— begin MATERIAL —

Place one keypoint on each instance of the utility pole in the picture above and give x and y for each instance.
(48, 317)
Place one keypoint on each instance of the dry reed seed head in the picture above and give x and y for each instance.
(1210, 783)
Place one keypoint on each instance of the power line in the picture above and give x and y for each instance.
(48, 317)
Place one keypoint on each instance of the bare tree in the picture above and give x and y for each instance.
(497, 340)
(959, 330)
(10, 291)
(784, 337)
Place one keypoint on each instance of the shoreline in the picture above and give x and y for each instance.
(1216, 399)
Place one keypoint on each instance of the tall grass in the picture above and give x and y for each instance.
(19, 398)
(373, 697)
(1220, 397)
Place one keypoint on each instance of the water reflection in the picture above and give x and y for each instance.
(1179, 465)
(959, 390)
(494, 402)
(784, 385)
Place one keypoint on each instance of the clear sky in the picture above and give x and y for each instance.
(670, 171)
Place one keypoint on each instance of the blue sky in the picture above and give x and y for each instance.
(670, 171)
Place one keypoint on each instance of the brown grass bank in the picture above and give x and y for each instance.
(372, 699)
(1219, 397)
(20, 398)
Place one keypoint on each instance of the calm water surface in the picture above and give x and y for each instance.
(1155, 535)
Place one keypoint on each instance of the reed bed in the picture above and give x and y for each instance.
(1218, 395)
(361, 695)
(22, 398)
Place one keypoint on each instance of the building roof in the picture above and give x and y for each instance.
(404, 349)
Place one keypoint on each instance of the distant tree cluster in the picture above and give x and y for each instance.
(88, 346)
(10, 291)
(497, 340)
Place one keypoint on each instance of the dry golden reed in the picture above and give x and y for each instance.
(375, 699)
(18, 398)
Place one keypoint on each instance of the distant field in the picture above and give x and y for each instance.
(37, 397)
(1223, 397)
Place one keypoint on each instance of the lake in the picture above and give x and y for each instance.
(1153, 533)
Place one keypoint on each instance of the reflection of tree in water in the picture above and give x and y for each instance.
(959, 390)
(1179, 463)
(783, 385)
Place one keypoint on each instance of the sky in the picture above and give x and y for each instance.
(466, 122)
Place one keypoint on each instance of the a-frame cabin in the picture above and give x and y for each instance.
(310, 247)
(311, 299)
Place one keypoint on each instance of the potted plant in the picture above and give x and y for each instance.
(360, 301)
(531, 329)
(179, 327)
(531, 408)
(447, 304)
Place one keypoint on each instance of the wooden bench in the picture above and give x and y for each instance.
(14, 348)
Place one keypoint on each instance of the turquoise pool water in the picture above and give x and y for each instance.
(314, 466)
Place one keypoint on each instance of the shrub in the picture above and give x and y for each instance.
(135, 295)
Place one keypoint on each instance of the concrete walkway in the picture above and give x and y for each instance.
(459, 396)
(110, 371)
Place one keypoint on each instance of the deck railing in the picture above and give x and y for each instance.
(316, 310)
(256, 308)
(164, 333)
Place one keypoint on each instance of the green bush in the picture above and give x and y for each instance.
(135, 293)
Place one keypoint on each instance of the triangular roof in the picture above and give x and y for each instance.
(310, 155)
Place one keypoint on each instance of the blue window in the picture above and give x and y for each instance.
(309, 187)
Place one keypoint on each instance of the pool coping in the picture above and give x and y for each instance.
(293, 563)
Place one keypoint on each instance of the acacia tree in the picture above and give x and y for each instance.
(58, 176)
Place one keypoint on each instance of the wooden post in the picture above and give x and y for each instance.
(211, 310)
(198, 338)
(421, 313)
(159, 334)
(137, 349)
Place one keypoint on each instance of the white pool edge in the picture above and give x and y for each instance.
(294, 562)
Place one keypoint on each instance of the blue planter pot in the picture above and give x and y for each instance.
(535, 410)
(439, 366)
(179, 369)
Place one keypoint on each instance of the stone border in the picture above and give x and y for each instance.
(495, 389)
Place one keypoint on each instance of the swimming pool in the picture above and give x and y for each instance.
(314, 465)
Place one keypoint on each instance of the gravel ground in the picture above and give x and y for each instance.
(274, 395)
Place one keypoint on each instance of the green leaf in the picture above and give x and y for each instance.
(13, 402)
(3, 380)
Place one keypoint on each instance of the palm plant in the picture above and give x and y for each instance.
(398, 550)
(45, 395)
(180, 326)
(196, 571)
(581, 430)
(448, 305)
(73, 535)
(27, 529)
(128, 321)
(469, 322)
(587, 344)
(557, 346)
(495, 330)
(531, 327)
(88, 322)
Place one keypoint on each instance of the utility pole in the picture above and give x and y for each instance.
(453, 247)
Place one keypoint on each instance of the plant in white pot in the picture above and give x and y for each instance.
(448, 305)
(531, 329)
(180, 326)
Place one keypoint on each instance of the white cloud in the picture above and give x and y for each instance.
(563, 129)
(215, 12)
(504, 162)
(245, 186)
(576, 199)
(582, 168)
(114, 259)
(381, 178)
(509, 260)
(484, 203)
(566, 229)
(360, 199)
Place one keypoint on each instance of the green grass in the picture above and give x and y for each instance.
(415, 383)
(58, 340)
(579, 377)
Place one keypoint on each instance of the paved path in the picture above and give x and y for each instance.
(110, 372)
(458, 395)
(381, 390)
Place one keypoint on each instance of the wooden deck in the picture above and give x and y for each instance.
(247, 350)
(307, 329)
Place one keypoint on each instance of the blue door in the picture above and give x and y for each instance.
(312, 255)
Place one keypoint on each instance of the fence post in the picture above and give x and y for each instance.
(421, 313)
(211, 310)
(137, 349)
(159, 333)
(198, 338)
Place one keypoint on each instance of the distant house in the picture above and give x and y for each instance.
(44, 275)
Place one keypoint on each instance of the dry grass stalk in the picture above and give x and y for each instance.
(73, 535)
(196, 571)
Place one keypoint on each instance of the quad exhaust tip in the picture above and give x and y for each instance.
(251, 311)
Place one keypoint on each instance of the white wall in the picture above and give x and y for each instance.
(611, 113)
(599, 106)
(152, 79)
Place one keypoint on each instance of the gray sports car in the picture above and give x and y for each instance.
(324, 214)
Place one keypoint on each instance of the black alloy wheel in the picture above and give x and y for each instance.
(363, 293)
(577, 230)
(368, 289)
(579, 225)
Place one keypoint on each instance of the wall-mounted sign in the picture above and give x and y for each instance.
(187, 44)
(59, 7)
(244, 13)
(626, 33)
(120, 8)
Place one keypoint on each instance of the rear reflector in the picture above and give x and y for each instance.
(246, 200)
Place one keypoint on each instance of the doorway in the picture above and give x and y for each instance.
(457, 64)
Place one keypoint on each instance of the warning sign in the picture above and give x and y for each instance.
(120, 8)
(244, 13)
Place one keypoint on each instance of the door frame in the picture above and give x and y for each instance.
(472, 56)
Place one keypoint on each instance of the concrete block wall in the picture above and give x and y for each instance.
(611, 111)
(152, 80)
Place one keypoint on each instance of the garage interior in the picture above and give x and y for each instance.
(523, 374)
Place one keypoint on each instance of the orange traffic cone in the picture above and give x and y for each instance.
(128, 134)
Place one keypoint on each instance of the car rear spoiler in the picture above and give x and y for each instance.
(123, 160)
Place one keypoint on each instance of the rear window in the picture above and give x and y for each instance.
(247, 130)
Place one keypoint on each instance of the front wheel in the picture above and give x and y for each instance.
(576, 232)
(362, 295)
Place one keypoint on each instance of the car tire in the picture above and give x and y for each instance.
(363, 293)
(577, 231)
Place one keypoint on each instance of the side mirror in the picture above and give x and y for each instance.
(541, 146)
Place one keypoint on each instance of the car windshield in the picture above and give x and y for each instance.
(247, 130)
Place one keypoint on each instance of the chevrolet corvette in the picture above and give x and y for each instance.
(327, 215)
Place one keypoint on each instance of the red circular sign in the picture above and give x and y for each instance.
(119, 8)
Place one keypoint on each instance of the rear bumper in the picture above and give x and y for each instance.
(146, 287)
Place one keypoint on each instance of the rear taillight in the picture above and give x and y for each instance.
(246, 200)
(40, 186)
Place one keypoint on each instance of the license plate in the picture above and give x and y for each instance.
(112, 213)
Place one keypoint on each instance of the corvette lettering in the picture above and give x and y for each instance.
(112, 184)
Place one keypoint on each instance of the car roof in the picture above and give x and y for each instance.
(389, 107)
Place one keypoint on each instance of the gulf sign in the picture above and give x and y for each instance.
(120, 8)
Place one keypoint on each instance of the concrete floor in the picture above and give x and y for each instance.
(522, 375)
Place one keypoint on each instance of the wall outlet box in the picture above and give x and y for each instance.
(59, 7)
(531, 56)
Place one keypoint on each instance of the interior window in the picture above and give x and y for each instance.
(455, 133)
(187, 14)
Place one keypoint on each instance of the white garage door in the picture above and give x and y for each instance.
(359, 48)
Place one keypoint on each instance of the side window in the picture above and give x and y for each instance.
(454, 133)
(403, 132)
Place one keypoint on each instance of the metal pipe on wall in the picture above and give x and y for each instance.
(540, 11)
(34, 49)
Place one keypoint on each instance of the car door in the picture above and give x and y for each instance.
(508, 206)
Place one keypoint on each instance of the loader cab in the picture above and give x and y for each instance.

— end MATERIAL —

WHAT IS NEEDED: Copy the data starting with the line that contains "Place one keypoint on each instance of the car door" and going on through the last line of the data, keeping every request line, and add 57 to each x and y coordinate in the answers.

RESULT:
Place one keypoint on each instance of the car door in the picture above and give x and y for each instance.
(565, 263)
Place one keypoint on each instance of the loader cab in the picture above and give x and y for each instance.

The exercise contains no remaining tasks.